Repeat the whole listing exactly as written.

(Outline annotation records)
_ _ _ _ _ _ _

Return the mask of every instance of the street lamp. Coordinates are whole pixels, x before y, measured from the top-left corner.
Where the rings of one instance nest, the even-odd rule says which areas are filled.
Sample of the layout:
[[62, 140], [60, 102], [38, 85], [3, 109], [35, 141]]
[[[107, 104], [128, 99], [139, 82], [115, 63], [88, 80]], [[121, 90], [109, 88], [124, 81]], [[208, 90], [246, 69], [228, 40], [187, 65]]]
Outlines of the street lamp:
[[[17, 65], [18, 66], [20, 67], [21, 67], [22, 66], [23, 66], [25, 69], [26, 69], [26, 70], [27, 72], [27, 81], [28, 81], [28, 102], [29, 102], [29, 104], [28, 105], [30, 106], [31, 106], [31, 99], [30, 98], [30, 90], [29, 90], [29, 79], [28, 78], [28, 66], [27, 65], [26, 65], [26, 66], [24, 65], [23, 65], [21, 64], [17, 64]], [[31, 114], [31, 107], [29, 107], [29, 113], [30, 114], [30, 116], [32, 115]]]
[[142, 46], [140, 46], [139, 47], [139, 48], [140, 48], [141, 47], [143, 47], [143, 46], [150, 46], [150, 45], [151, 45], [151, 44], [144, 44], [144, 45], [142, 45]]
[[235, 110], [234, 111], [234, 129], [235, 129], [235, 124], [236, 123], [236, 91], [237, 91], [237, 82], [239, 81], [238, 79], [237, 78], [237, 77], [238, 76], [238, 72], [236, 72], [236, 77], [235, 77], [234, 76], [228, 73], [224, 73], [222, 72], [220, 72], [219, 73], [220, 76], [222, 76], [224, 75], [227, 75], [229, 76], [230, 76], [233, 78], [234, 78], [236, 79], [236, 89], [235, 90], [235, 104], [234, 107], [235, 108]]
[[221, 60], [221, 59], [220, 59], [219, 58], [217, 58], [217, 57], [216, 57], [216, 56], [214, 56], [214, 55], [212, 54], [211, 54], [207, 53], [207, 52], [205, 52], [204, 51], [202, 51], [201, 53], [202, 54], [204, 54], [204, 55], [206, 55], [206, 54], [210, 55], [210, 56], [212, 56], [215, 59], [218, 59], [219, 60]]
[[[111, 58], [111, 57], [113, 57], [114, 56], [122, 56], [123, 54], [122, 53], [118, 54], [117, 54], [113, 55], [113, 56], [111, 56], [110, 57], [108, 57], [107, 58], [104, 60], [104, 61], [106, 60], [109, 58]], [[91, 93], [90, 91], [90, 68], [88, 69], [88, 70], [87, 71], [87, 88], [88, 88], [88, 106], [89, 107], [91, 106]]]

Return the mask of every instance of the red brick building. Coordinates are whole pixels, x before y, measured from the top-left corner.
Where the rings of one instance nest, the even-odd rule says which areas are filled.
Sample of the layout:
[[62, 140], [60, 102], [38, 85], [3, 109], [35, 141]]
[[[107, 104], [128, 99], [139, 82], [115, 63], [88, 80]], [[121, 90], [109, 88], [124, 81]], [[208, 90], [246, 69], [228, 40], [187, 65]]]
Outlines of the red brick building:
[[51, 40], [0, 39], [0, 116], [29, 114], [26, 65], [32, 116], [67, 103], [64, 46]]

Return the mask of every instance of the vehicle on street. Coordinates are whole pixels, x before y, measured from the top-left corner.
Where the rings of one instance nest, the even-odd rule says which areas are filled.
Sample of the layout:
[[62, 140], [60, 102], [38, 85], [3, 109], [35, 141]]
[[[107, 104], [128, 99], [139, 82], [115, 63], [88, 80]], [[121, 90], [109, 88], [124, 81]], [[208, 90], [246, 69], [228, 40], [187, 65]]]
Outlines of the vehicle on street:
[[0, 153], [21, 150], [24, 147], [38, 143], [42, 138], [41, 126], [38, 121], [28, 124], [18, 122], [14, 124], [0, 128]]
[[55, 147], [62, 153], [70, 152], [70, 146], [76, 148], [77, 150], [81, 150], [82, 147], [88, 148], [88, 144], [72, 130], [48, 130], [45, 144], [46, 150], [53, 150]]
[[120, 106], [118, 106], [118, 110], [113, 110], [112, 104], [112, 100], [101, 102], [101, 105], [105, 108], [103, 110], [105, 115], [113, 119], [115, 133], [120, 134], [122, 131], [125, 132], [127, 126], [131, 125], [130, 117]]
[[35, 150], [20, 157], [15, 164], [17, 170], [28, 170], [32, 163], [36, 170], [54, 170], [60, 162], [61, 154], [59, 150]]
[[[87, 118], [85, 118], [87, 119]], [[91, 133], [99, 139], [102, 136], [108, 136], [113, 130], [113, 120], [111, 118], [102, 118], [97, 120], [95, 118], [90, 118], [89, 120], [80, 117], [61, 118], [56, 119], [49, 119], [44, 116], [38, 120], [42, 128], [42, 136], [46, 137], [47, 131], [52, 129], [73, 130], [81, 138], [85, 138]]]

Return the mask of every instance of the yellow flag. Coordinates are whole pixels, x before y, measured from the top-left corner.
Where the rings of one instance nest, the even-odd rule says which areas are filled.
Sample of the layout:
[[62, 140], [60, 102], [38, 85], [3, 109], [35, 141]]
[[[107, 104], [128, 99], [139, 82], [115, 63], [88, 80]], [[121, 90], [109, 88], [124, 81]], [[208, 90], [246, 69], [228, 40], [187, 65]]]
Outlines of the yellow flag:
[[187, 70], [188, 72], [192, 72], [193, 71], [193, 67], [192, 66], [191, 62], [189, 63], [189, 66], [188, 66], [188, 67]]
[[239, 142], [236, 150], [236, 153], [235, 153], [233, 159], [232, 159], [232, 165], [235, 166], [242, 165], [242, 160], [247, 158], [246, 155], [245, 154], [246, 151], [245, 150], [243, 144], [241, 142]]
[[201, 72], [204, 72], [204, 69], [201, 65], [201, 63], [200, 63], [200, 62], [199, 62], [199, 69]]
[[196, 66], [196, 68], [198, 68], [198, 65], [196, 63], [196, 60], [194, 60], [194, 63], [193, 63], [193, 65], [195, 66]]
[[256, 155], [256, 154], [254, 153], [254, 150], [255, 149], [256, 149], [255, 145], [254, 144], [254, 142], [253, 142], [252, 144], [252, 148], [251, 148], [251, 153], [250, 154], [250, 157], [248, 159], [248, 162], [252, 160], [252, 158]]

_ _ _ _ _ _ _

*Solution to this exercise:*
Return the mask of every instance of the street lamp. Coordinates are whole pixels, x before y, measured from the top-left corner.
Where the rings of one instance nest, the even-odd rule says which areas are filled.
Sample of the layout:
[[62, 140], [60, 102], [38, 85], [3, 109], [35, 141]]
[[[107, 104], [128, 99], [139, 82], [115, 63], [88, 80]], [[121, 90], [109, 88], [124, 81]], [[208, 90], [246, 69], [228, 40], [187, 65]]]
Outlines of the street lamp:
[[[17, 65], [18, 66], [20, 67], [21, 67], [22, 66], [23, 66], [25, 69], [26, 69], [26, 70], [27, 72], [27, 81], [28, 81], [28, 102], [29, 102], [29, 104], [28, 105], [30, 106], [31, 106], [31, 99], [30, 98], [30, 90], [29, 90], [29, 79], [28, 78], [28, 66], [27, 65], [26, 65], [26, 66], [24, 65], [23, 65], [21, 64], [17, 64]], [[31, 114], [31, 107], [29, 107], [29, 113], [30, 114], [30, 116], [32, 115]]]
[[142, 46], [140, 46], [139, 47], [139, 48], [140, 48], [141, 47], [143, 47], [143, 46], [150, 46], [150, 45], [151, 45], [151, 44], [144, 44], [144, 45], [142, 45]]
[[235, 110], [234, 111], [234, 129], [235, 129], [235, 124], [236, 123], [236, 91], [237, 91], [237, 82], [239, 81], [238, 79], [237, 78], [237, 77], [238, 76], [238, 72], [236, 72], [236, 77], [235, 77], [234, 76], [228, 73], [224, 73], [222, 72], [220, 72], [219, 73], [220, 76], [222, 76], [224, 75], [227, 75], [229, 76], [230, 76], [233, 78], [234, 78], [236, 79], [236, 89], [235, 90], [235, 104], [234, 107], [235, 108]]
[[221, 60], [221, 59], [220, 59], [219, 58], [217, 58], [217, 57], [216, 57], [216, 56], [214, 56], [214, 55], [212, 54], [211, 54], [207, 53], [207, 52], [205, 52], [204, 51], [202, 51], [201, 53], [202, 54], [204, 54], [204, 55], [206, 55], [206, 54], [210, 55], [210, 56], [212, 56], [215, 59], [218, 59], [219, 60]]
[[[111, 58], [111, 57], [113, 57], [114, 56], [122, 56], [123, 54], [122, 53], [118, 54], [117, 54], [113, 55], [113, 56], [111, 56], [110, 57], [108, 57], [107, 58], [104, 60], [104, 61], [106, 60], [109, 58]], [[91, 93], [90, 91], [90, 68], [88, 69], [88, 70], [87, 71], [87, 88], [88, 88], [88, 106], [89, 107], [91, 106]]]

Return the mask of every instance of the red brick building. Coordinates are whole pixels, x before y, measured from the top-left corner.
Where the rings of one instance nest, the even-odd rule says which areas are filled.
Sample of the layout:
[[62, 140], [60, 102], [38, 85], [3, 109], [35, 141]]
[[[107, 104], [128, 99], [139, 82], [115, 63], [88, 80]], [[121, 90], [109, 88], [124, 81]], [[208, 90], [246, 69], [228, 40], [187, 65]]]
Outlines of the red brick building:
[[51, 40], [0, 39], [0, 116], [29, 114], [26, 65], [32, 116], [67, 103], [64, 46]]

Return the mask of every instance of the vehicle on street. Coordinates are whole pixels, x before y, measured from the top-left corner.
Where the rings of one instance nest, the even-odd rule says which areas are filled.
Sample of the layout:
[[62, 140], [60, 102], [38, 85], [3, 109], [35, 141]]
[[[107, 104], [128, 99], [139, 82], [115, 63], [88, 80]], [[121, 90], [109, 88], [124, 81]], [[208, 90], [246, 69], [228, 40], [187, 65]]]
Outlines of the vehicle on street:
[[0, 153], [21, 150], [24, 147], [38, 143], [42, 138], [41, 126], [38, 121], [28, 124], [18, 122], [14, 124], [0, 128]]
[[55, 147], [62, 153], [70, 152], [70, 146], [76, 148], [77, 150], [81, 150], [82, 147], [88, 148], [88, 144], [72, 130], [48, 130], [45, 144], [46, 150], [53, 150]]
[[120, 106], [118, 106], [118, 110], [113, 110], [112, 104], [112, 100], [101, 102], [101, 105], [105, 108], [103, 110], [105, 115], [113, 119], [115, 133], [120, 134], [122, 131], [125, 132], [127, 126], [131, 125], [130, 117]]
[[35, 150], [20, 157], [15, 164], [17, 170], [28, 170], [32, 163], [36, 170], [54, 170], [60, 162], [61, 154], [59, 150]]
[[[87, 118], [85, 118], [87, 119]], [[91, 133], [99, 139], [102, 136], [108, 136], [113, 130], [113, 120], [111, 118], [102, 118], [97, 120], [95, 118], [90, 118], [89, 120], [80, 117], [61, 118], [56, 119], [49, 119], [44, 116], [38, 120], [42, 128], [42, 136], [46, 137], [47, 131], [52, 129], [73, 130], [81, 138], [85, 138]]]

Return the mask of every instance of the yellow flag. Coordinates are whole pixels, x before y, measured from the top-left corner.
Where the rings of one instance nest, the even-odd rule says which areas are filled.
Sample of the layout:
[[62, 140], [60, 102], [38, 85], [3, 109], [35, 141]]
[[[107, 104], [128, 99], [139, 82], [115, 63], [88, 80]], [[121, 90], [109, 88], [124, 81]], [[208, 90], [246, 69], [228, 40], [187, 65]]]
Outlines of the yellow flag:
[[187, 70], [188, 72], [192, 72], [193, 71], [193, 67], [192, 66], [191, 62], [189, 63], [189, 66], [188, 66], [188, 67]]
[[239, 142], [236, 150], [236, 153], [235, 153], [233, 159], [232, 159], [232, 165], [235, 166], [242, 165], [242, 160], [247, 158], [246, 155], [245, 154], [246, 151], [245, 150], [243, 144], [241, 142]]
[[201, 72], [204, 72], [204, 69], [201, 65], [201, 63], [200, 63], [200, 62], [199, 62], [199, 69]]
[[196, 66], [196, 68], [198, 68], [198, 65], [196, 63], [196, 60], [194, 60], [194, 63], [193, 63], [193, 65], [195, 66]]
[[256, 155], [256, 154], [254, 153], [254, 150], [255, 149], [256, 149], [255, 145], [254, 144], [254, 142], [253, 142], [252, 144], [252, 148], [251, 148], [251, 153], [250, 154], [250, 157], [248, 159], [248, 162], [252, 160], [252, 158]]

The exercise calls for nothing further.